:: What to work on ::
Each line that includes "below" must be copied from the records.

:: Supplied information ::
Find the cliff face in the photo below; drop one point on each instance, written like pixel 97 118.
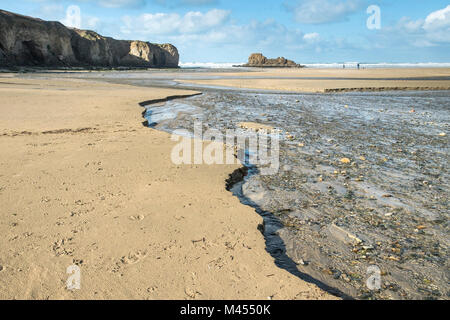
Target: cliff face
pixel 258 60
pixel 26 41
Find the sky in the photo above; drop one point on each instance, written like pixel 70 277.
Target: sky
pixel 225 31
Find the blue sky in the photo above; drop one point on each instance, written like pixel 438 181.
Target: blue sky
pixel 307 31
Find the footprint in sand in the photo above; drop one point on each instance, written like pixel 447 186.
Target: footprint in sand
pixel 137 218
pixel 134 257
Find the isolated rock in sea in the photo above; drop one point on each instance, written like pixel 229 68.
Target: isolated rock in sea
pixel 26 41
pixel 259 60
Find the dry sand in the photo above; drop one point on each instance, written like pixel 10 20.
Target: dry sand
pixel 343 80
pixel 83 181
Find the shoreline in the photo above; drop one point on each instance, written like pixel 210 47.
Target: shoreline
pixel 108 200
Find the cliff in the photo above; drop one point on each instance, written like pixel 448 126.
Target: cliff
pixel 258 60
pixel 26 41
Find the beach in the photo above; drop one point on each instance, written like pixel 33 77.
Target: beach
pixel 88 180
pixel 332 80
pixel 84 182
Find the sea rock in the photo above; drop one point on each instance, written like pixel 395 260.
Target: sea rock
pixel 259 60
pixel 26 41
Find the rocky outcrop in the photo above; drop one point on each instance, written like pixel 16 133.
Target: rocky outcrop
pixel 26 41
pixel 258 60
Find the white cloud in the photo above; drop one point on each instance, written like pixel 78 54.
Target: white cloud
pixel 434 29
pixel 325 11
pixel 438 19
pixel 173 23
pixel 311 36
pixel 120 3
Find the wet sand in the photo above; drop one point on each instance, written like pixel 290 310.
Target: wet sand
pixel 362 182
pixel 331 80
pixel 83 182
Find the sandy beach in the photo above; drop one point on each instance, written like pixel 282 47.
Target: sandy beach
pixel 332 80
pixel 83 182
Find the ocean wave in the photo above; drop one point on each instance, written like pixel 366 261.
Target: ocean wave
pixel 336 65
pixel 211 65
pixel 380 65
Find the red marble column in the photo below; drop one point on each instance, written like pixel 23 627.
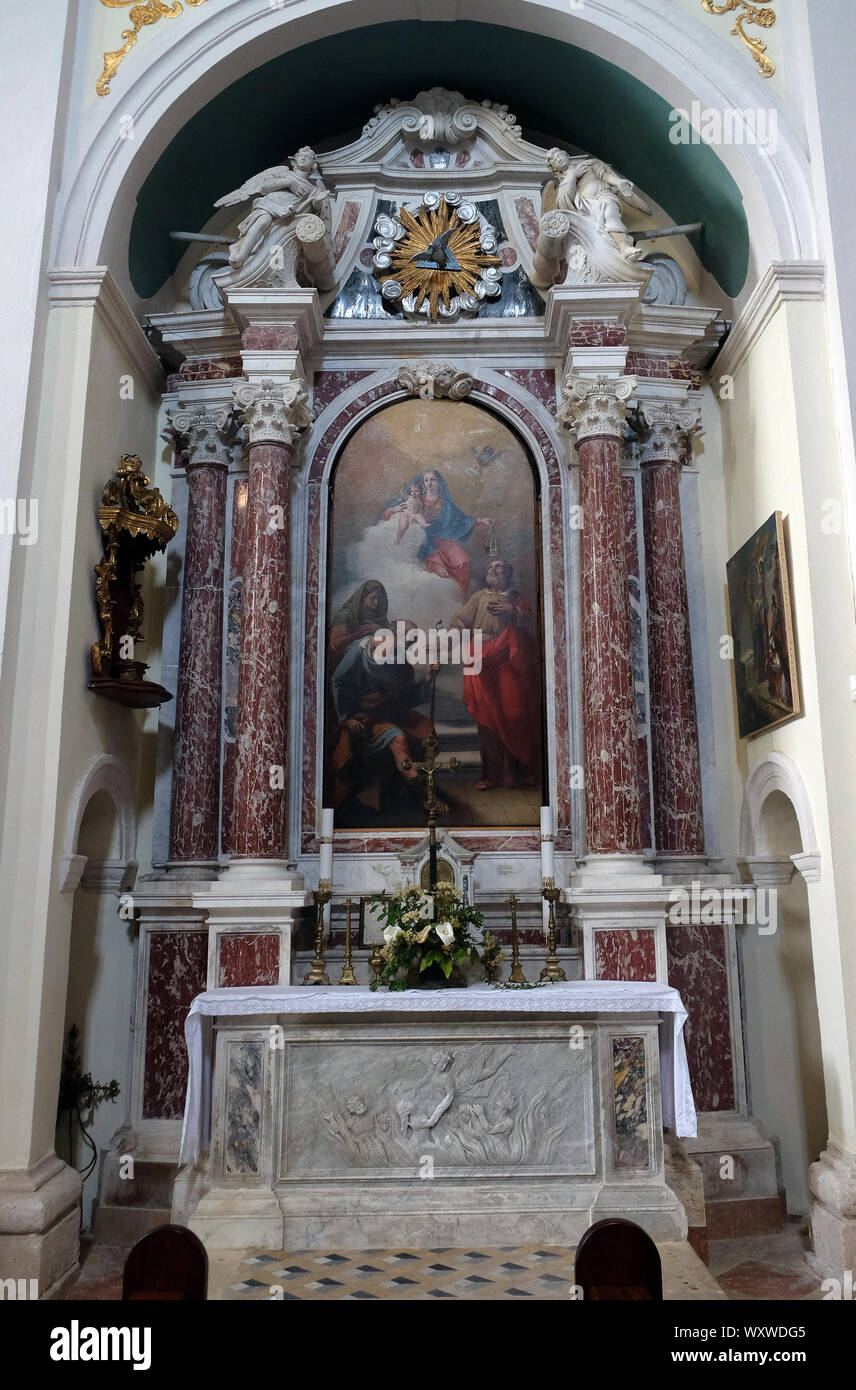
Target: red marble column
pixel 273 416
pixel 195 816
pixel 595 412
pixel 674 736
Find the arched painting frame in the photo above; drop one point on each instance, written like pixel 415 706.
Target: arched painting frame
pixel 434 559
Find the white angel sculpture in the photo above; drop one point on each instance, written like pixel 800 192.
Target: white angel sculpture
pixel 281 193
pixel 594 189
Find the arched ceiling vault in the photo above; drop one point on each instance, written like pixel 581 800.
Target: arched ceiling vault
pixel 328 88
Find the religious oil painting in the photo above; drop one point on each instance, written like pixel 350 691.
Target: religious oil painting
pixel 434 622
pixel 762 626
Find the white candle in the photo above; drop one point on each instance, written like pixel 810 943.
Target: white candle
pixel 325 863
pixel 546 844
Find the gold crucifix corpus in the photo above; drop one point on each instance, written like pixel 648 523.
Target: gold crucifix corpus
pixel 430 767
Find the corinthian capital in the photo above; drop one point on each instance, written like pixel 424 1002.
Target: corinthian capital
pixel 595 406
pixel 273 413
pixel 667 432
pixel 206 434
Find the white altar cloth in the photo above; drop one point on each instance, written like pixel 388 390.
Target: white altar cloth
pixel 571 997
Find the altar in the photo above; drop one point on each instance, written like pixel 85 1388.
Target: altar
pixel 342 1118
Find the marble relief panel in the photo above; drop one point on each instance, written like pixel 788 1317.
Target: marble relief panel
pixel 243 1107
pixel 631 1102
pixel 466 1105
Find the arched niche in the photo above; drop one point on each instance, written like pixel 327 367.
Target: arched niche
pixel 100 830
pixel 776 804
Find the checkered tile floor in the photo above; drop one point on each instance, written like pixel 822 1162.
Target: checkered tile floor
pixel 505 1272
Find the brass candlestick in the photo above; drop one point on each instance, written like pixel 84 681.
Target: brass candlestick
pixel 516 976
pixel 348 976
pixel 377 961
pixel 317 975
pixel 552 970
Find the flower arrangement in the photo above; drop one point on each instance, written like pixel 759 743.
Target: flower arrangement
pixel 428 930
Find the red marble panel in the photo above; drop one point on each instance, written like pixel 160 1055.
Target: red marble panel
pixel 626 955
pixel 248 958
pixel 674 736
pixel 177 973
pixel 664 369
pixel 195 815
pixel 261 737
pixel 227 813
pixel 209 369
pixel 698 972
pixel 596 332
pixel 270 338
pixel 239 528
pixel 538 381
pixel 327 385
pixel 631 534
pixel 609 710
pixel 346 224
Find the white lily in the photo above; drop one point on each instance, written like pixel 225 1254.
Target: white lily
pixel 445 931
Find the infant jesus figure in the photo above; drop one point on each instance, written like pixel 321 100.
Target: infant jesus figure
pixel 410 510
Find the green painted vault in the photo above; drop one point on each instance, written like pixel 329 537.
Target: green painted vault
pixel 324 92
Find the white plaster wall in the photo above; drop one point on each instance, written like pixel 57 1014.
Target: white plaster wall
pixel 781 452
pixel 34 110
pixel 57 726
pixel 99 1000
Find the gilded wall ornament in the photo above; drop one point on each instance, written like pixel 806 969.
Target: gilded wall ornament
pixel 135 523
pixel 439 262
pixel 762 15
pixel 139 14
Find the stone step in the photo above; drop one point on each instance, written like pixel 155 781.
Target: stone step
pixel 127 1225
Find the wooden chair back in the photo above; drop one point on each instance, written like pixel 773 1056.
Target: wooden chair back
pixel 168 1264
pixel 616 1260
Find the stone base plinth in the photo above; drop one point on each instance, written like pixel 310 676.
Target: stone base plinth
pixel 39 1225
pixel 833 1182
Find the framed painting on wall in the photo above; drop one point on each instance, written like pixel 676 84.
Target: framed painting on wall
pixel 434 620
pixel 762 627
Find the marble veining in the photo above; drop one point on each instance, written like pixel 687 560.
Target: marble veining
pixel 631 1102
pixel 467 1105
pixel 177 973
pixel 243 1107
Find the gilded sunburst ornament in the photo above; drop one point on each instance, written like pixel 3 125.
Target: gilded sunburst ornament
pixel 439 262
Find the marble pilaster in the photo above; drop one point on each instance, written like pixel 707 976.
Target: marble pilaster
pixel 273 414
pixel 676 765
pixel 195 815
pixel 594 409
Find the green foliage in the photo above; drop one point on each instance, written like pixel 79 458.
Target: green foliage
pixel 416 923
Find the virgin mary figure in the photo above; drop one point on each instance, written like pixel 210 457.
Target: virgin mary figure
pixel 446 527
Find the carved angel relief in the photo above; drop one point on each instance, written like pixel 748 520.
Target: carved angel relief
pixel 581 224
pixel 286 234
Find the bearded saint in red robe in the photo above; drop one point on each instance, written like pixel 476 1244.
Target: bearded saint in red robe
pixel 505 697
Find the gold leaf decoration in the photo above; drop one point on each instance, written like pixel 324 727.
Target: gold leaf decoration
pixel 463 257
pixel 139 15
pixel 762 15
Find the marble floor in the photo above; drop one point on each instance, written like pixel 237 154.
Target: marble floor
pixel 767 1266
pixel 756 1268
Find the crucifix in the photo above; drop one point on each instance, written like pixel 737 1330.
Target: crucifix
pixel 428 767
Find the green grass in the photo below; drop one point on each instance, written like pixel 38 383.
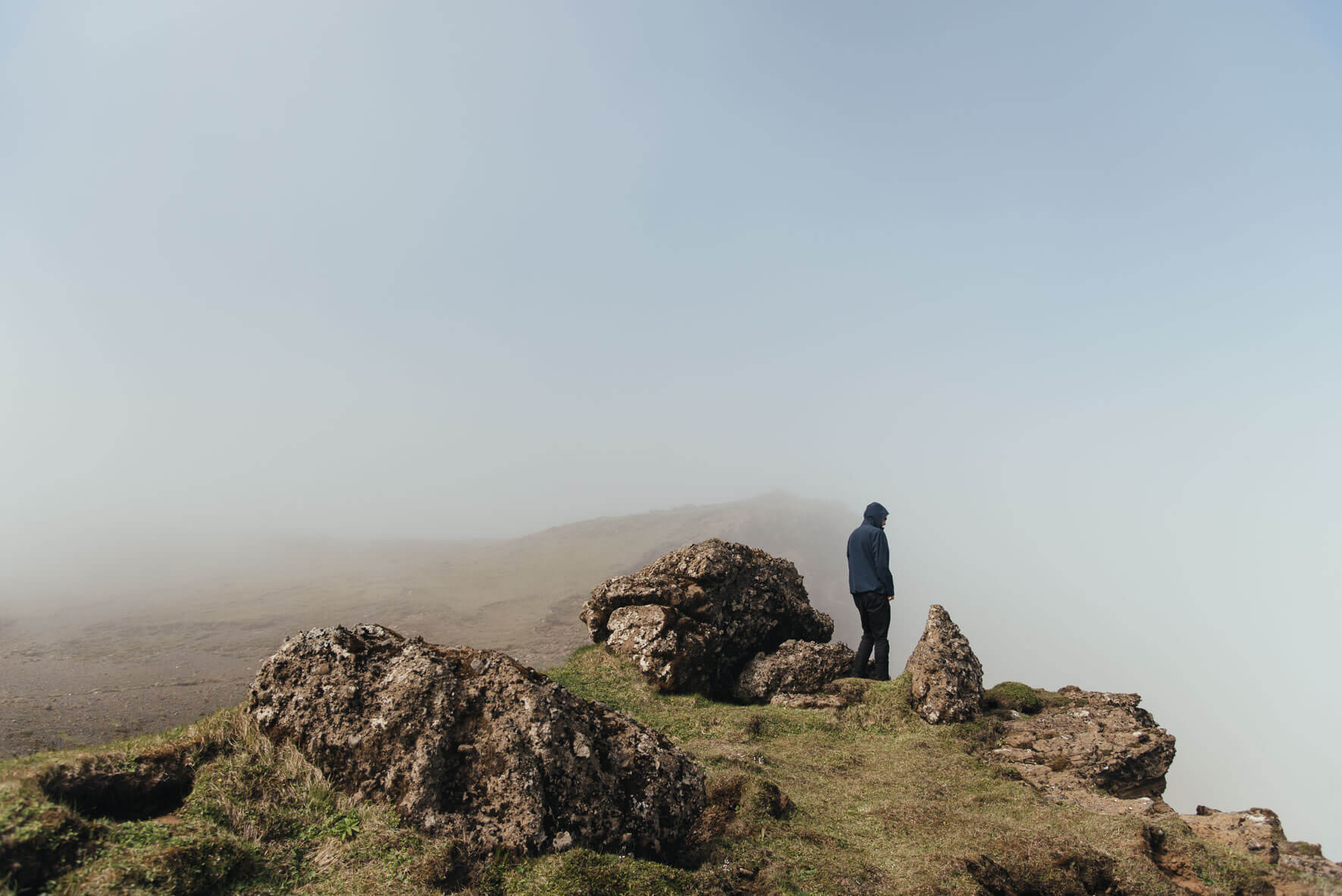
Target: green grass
pixel 869 798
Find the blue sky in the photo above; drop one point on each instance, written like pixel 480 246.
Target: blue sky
pixel 1059 284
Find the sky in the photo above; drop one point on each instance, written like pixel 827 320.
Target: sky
pixel 1058 284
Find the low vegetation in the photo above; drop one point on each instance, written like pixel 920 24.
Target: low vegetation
pixel 867 798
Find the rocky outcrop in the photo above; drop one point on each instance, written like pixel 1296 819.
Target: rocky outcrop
pixel 948 679
pixel 1096 741
pixel 796 669
pixel 474 746
pixel 693 619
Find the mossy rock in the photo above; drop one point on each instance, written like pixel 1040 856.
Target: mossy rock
pixel 1014 695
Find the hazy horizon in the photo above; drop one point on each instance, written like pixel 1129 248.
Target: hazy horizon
pixel 1056 284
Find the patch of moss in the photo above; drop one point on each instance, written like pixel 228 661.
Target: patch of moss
pixel 39 840
pixel 1014 695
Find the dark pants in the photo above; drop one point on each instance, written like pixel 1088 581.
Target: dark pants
pixel 874 610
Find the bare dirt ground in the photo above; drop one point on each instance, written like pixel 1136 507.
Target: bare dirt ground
pixel 85 667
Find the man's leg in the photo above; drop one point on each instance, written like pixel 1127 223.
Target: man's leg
pixel 859 660
pixel 878 612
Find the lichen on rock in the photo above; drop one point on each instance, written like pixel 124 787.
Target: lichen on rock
pixel 948 679
pixel 475 746
pixel 795 669
pixel 693 619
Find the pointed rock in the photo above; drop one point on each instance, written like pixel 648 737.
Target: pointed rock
pixel 948 679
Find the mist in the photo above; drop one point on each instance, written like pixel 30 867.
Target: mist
pixel 1056 285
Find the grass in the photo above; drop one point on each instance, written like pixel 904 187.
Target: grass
pixel 800 803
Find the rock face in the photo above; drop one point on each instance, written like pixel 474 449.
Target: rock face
pixel 1098 741
pixel 795 669
pixel 693 619
pixel 948 679
pixel 474 746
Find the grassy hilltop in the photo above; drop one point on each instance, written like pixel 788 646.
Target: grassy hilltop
pixel 869 798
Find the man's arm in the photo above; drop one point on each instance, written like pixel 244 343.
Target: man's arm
pixel 883 565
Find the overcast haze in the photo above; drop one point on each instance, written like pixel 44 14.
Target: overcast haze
pixel 1058 284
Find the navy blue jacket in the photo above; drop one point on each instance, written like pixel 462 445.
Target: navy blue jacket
pixel 869 554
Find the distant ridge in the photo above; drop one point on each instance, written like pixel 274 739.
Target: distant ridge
pixel 164 652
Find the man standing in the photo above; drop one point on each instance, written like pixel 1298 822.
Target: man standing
pixel 873 587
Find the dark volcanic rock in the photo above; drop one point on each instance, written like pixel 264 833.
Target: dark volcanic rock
pixel 1098 741
pixel 693 619
pixel 948 679
pixel 796 667
pixel 474 746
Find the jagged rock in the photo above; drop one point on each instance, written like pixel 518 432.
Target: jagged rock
pixel 796 669
pixel 1096 741
pixel 1256 832
pixel 474 746
pixel 948 679
pixel 693 619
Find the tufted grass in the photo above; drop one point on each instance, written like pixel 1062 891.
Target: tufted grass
pixel 869 798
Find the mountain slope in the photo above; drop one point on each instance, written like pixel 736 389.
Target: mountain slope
pixel 869 798
pixel 167 651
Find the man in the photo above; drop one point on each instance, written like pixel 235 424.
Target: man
pixel 873 587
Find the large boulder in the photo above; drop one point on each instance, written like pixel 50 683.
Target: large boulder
pixel 693 619
pixel 474 746
pixel 796 667
pixel 948 679
pixel 1093 742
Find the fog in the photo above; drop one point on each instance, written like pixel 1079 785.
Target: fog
pixel 1055 284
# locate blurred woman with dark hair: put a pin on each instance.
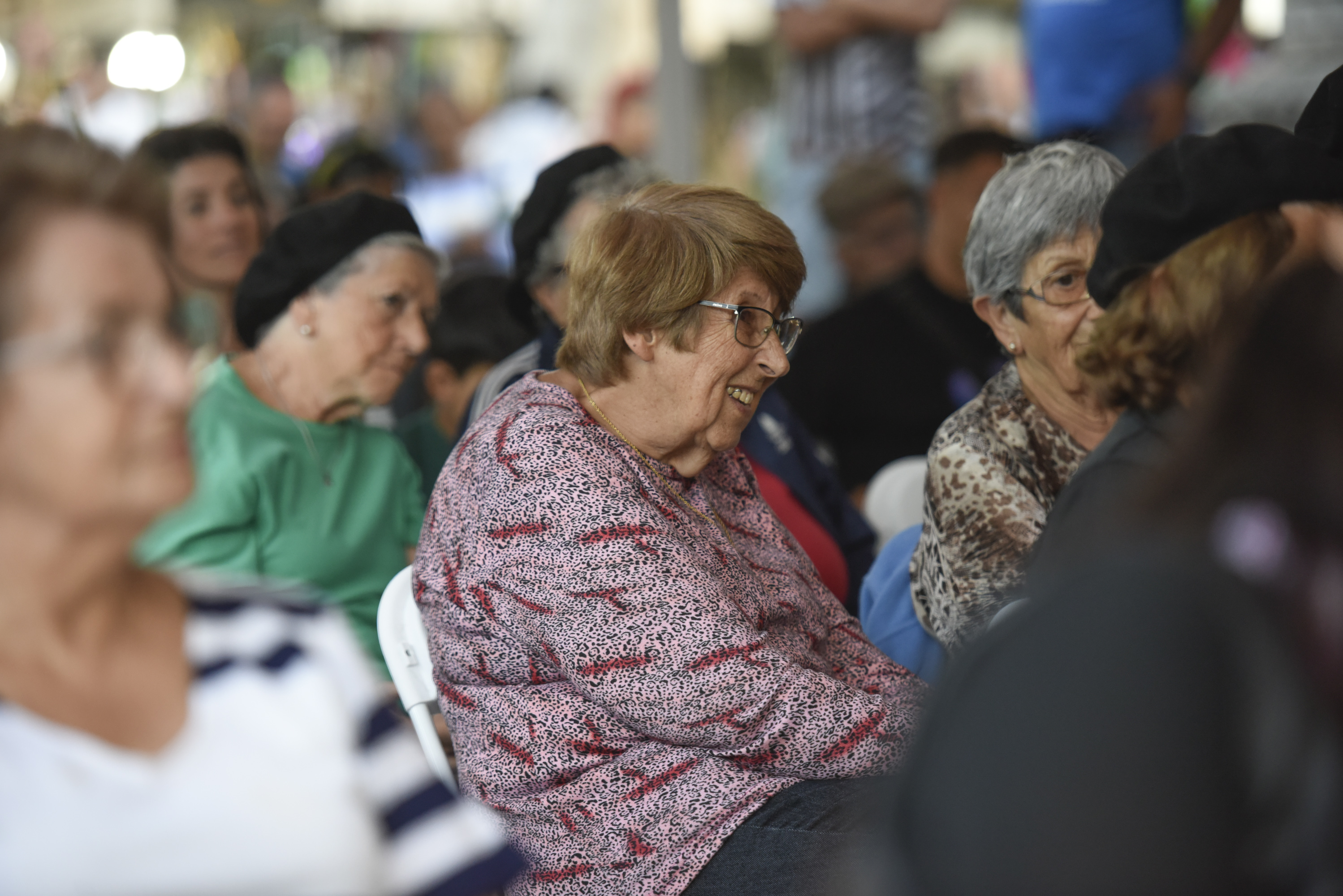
(1178, 250)
(216, 209)
(164, 737)
(1165, 716)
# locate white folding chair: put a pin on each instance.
(401, 634)
(895, 497)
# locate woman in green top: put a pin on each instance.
(289, 481)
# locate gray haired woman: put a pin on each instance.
(997, 465)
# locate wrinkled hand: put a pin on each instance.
(1167, 109)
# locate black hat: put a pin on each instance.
(1322, 121)
(543, 210)
(305, 246)
(1196, 185)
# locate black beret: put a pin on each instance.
(543, 210)
(305, 246)
(1193, 186)
(1322, 121)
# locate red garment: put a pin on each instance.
(625, 681)
(813, 538)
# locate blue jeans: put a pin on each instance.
(794, 845)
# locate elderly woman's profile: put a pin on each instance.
(292, 484)
(641, 668)
(998, 464)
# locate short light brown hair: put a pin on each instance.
(652, 256)
(1155, 335)
(46, 171)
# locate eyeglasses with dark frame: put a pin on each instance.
(1062, 289)
(759, 324)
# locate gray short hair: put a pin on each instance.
(1052, 193)
(331, 281)
(602, 186)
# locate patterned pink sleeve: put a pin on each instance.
(644, 629)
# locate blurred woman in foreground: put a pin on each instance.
(1179, 252)
(216, 211)
(158, 737)
(1165, 716)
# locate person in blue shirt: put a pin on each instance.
(1118, 72)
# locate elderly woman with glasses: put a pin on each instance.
(998, 464)
(166, 735)
(640, 665)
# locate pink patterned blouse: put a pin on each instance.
(624, 681)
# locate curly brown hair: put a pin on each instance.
(1154, 336)
(652, 256)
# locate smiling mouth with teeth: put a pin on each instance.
(742, 396)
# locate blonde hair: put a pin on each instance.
(652, 256)
(1154, 336)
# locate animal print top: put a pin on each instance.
(624, 681)
(994, 470)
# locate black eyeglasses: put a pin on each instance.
(752, 326)
(1060, 289)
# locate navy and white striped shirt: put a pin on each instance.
(863, 96)
(293, 774)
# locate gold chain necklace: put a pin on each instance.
(716, 520)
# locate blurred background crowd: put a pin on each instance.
(457, 105)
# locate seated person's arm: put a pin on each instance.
(214, 530)
(806, 30)
(655, 633)
(980, 526)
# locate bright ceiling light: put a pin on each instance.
(1264, 19)
(146, 61)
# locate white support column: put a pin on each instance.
(677, 96)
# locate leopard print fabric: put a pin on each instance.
(994, 470)
(625, 683)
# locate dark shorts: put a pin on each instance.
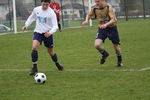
(111, 33)
(48, 42)
(58, 19)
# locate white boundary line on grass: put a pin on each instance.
(80, 70)
(2, 34)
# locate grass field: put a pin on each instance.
(84, 78)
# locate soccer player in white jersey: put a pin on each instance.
(46, 25)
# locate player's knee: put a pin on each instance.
(117, 48)
(51, 52)
(98, 45)
(34, 48)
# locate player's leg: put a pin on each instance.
(100, 38)
(34, 54)
(118, 54)
(99, 46)
(48, 42)
(114, 37)
(55, 58)
(59, 25)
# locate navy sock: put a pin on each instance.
(119, 57)
(59, 27)
(54, 58)
(34, 56)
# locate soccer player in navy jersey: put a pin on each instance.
(107, 28)
(46, 26)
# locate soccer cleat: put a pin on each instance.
(104, 56)
(60, 67)
(33, 71)
(120, 64)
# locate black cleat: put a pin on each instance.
(60, 67)
(104, 56)
(33, 71)
(120, 65)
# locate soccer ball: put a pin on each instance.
(40, 78)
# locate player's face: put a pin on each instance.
(98, 2)
(45, 5)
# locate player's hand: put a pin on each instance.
(47, 34)
(24, 28)
(85, 23)
(104, 26)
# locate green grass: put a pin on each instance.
(75, 49)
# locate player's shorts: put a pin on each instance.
(58, 19)
(111, 33)
(48, 42)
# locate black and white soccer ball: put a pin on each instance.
(40, 78)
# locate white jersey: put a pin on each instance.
(46, 20)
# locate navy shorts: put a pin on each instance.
(48, 42)
(111, 33)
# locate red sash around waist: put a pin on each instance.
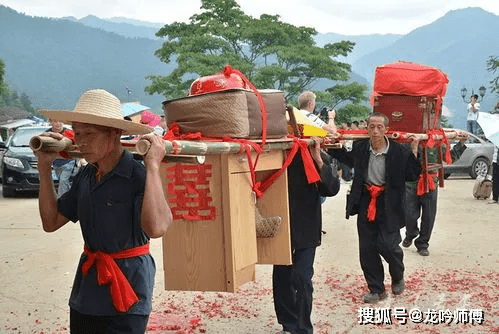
(431, 184)
(374, 191)
(110, 274)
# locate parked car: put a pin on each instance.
(476, 158)
(18, 166)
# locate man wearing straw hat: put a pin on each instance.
(120, 205)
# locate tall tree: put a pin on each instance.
(271, 53)
(493, 66)
(3, 85)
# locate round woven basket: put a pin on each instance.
(266, 227)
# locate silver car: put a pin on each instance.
(475, 160)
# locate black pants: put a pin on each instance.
(495, 181)
(375, 241)
(293, 289)
(424, 206)
(119, 324)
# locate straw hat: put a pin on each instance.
(98, 107)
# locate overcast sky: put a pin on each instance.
(352, 17)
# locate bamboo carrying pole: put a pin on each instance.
(49, 144)
(179, 150)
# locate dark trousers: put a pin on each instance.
(424, 206)
(119, 324)
(292, 287)
(495, 181)
(375, 241)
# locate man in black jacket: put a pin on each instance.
(292, 285)
(377, 198)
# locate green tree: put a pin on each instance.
(3, 86)
(26, 103)
(271, 53)
(339, 95)
(493, 66)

:: Problem solution ::
Find the cliff face in the photo below; drop one point on each instance, written like pixel 97 118.
Find the red marble column in the photo below; drop one point on each instance, written like pixel 23 627.
Find the green grass in the photo below; drop one point on each instance, written like pixel 38 383.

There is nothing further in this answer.